==== Текст для чтения

Оценить:
 Рейтинг: 3.67

Подлинная история времени без ложных вымыслов Стивена Хокинга. Что такое время. Что такое национальная идея

Год написания книги
2017
<< 1 2 3 4 5 6 ... 8 >>
На страницу:
2 из 8
Настройки чтения
Размер шрифта
Высота строк
Поля

Возможно когда-либо человек сумеет из отдельных атомов элементов и элементов таблицы Менделеева собрать и яйцо и цыпленка. Но почему и зачем эта сумма атомов не остается неживой, подобно сумме атомов каменной оболочки яйца, а становится живой, то есть взмахивает крылышками, клюет зернышки и, услышав призывный звук голоса курицы, заметившей в небесах коршуна или другого разбойника – крадущуюся кошку – изо всех сил мчится под крыло матери-наседки, понять человеку не дано.

По предложению академика И. П. Павлова поставлен памятник собаке за вклад в науку. Где-то, кажется, поставили памятник лабораторным мышам. Человеку следовало бы поставить и памятник куриному яйцу и курице. Куриное яйцо и курица, а так же петух занимают особое место в процессе развития мышления человека.

Когда древнегреческий философ Платон впервые попытался ответить на вопрос: «Что такое человек?» – он сказал: «Человек – это животное на двух ногах, лишенное перьев» Тогда бессердечный Диоген ощипал живого петуха (лишил его перьев), принес его в академию Платона и сказал: «Вот платоновский человек!» Платону пришлось добавить к своему определению: «И с широкими ногтями».

Безжалостно ощипанный петух, пострадавший во имя философии, достоин памятника. Как и курица со своим яйцом – не одно тысячелетие человек пытался ответить на вопрос: «Что первее: курица или яйцо?», но так и не ответил, да и не ответит никогда, довольствуясь только возможностью попытки.

Будет ли в будущем дан ответ хотя бы на один такой вопрос? Ответ ясен: нет. И нужно сказать честно: ни один такой ответ невозможен. Человеку доступен только некий круг знаний, а всё за пределами этого круга недоступно для человека.

ВЕЧНЫЙ БЕГУН НА БЕСКОНЕЧНОЙ ДИСТАНЦИИ И СТРАХ СМЕРТИ

Круг знаний одного отдельно взятого человека определяется не только возможностями его ума, но и сроком продолжительности его жизни. С детских лет до старости круг этот возможно расширять, но до определенных пределов. И круг знаний человечества как такового тоже всегда имеет предел, границу, за которой всегда будет непознанное.

========
==== Данные для анализа

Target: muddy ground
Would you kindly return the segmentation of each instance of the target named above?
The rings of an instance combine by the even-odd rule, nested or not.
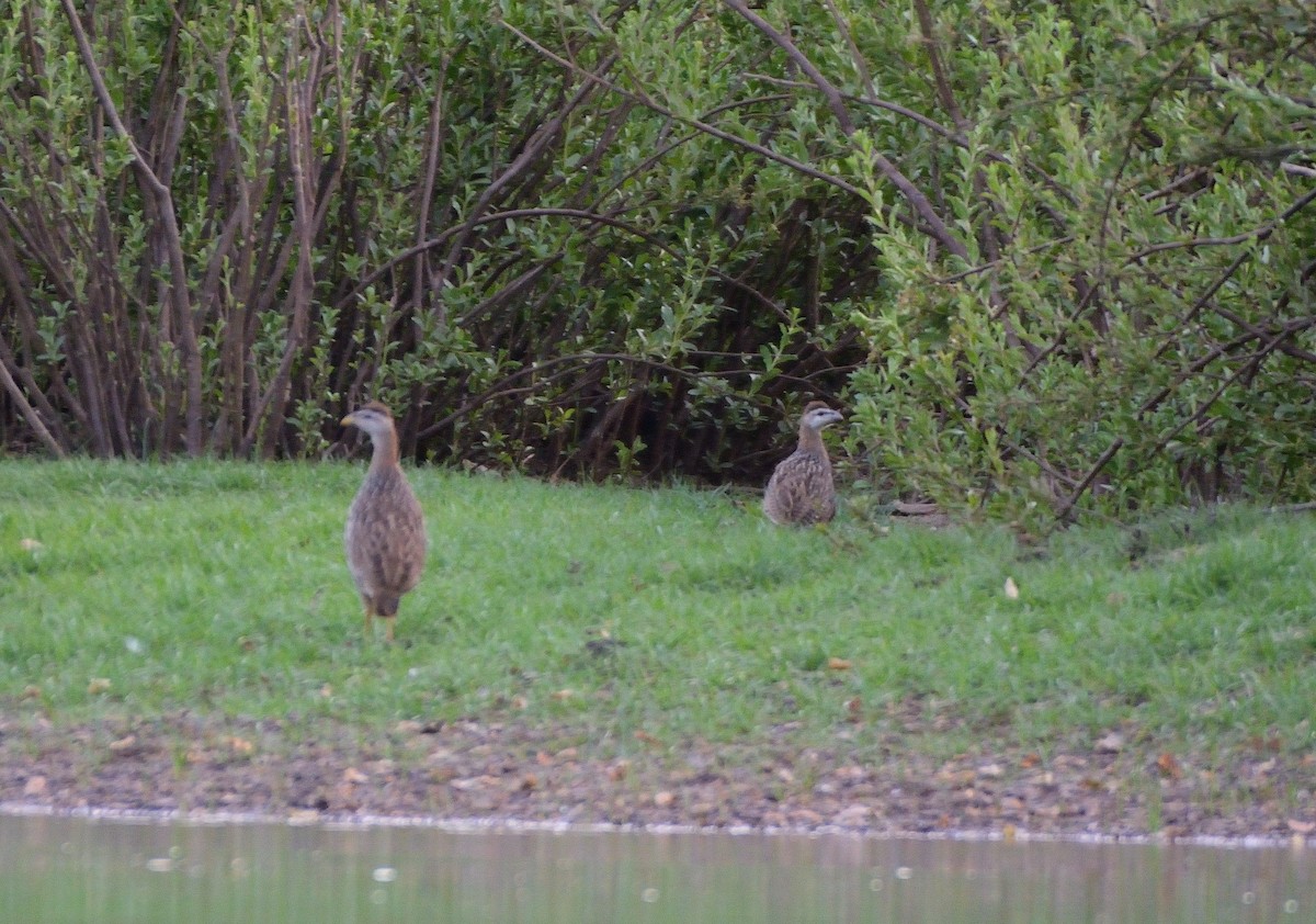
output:
[[[1088,753],[892,754],[794,748],[790,728],[736,746],[637,738],[603,757],[575,729],[399,723],[379,740],[279,721],[178,716],[75,729],[0,717],[0,803],[258,812],[301,821],[433,816],[880,833],[1266,836],[1316,833],[1316,756],[1258,741],[1227,766],[1111,733]],[[844,733],[842,733],[844,737]],[[601,752],[600,752],[601,753]]]

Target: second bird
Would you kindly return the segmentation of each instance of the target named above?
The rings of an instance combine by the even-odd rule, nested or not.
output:
[[[370,401],[342,425],[363,430],[374,444],[366,480],[347,511],[347,570],[366,609],[366,632],[378,616],[392,641],[397,603],[425,569],[425,517],[397,463],[397,429],[388,408]]]
[[[772,523],[813,525],[836,516],[832,459],[822,428],[845,420],[822,401],[809,401],[800,417],[800,442],[772,471],[763,492],[763,512]]]

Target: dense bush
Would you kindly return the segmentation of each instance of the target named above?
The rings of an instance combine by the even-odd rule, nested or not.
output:
[[[0,0],[0,436],[1309,496],[1302,3]]]

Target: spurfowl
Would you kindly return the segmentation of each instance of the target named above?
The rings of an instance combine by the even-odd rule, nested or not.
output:
[[[822,401],[809,401],[800,417],[800,442],[778,463],[763,492],[763,512],[772,523],[812,525],[836,516],[832,461],[822,428],[844,420]]]
[[[363,430],[374,444],[370,470],[343,529],[347,569],[366,608],[366,633],[378,616],[392,641],[397,602],[425,567],[425,519],[397,465],[397,430],[388,408],[370,401],[343,417],[342,425]]]

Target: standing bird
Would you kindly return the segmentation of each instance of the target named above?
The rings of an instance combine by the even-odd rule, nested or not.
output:
[[[347,570],[366,608],[366,632],[378,616],[384,636],[393,640],[397,602],[420,580],[425,567],[425,517],[397,465],[397,429],[393,416],[379,401],[363,404],[342,425],[370,434],[374,453],[370,470],[347,511],[342,540]]]
[[[800,417],[800,444],[772,470],[763,492],[763,512],[772,523],[804,526],[836,516],[832,461],[822,445],[822,428],[844,420],[822,401],[809,401]]]

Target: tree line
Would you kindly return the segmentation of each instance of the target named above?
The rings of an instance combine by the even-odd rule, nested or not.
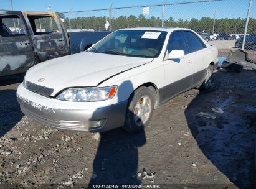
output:
[[[69,29],[69,17],[65,17],[62,13],[58,13],[60,18],[64,19],[64,25]],[[71,17],[72,29],[93,29],[94,30],[104,30],[105,24],[108,19],[107,17]],[[192,18],[191,20],[179,19],[174,21],[172,17],[164,20],[164,27],[186,27],[191,29],[198,32],[212,32],[214,19],[209,17],[202,17],[200,19]],[[120,16],[118,17],[111,19],[111,30],[136,27],[156,27],[161,26],[162,21],[160,17],[152,16],[146,18],[141,14],[138,16],[130,15],[129,16]],[[241,18],[224,18],[216,19],[214,33],[244,34],[245,25],[245,19]],[[247,28],[247,34],[256,33],[256,19],[250,18]]]

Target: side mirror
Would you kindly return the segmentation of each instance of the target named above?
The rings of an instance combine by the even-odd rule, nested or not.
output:
[[[166,57],[166,60],[180,59],[184,58],[185,52],[183,50],[173,50]]]

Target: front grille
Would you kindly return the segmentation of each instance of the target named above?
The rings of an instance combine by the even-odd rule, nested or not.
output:
[[[26,88],[31,92],[45,97],[49,97],[54,90],[52,88],[38,85],[29,81],[26,82]]]

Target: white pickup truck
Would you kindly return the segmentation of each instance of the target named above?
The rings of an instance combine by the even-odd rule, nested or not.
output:
[[[86,52],[30,68],[17,99],[28,117],[57,129],[137,132],[171,98],[207,88],[217,53],[189,29],[121,29]]]

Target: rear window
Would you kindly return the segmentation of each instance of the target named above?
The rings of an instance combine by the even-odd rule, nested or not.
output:
[[[27,17],[35,35],[60,33],[56,21],[50,15],[28,15]]]
[[[2,37],[26,35],[25,25],[17,15],[0,17],[0,35]]]

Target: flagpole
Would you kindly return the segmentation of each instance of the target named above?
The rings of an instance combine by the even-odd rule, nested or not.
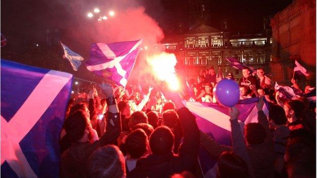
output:
[[[85,82],[88,82],[92,83],[93,84],[98,84],[98,83],[96,83],[96,82],[90,81],[89,81],[89,80],[85,80],[85,79],[82,79],[78,78],[77,77],[74,77],[74,78],[76,79],[77,79],[77,80],[81,80],[81,81],[85,81]]]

========

▶ Задание:
Ответьте на вопросы по тексту для чтения.
(а) По чьему предложению поставлен памятник собаке?
(б) Что Платону пришлось добавить к своему определению человека?
(в) Чем, кроме возможностей ума, определяется круг знаний отдельно взятого человека?

▶ Ожидаемый ответ:
(а) По предложению академика И. П. Павлова.
(б) «И с широкими ногтями».
(в) Сроком продолжительности его жизни.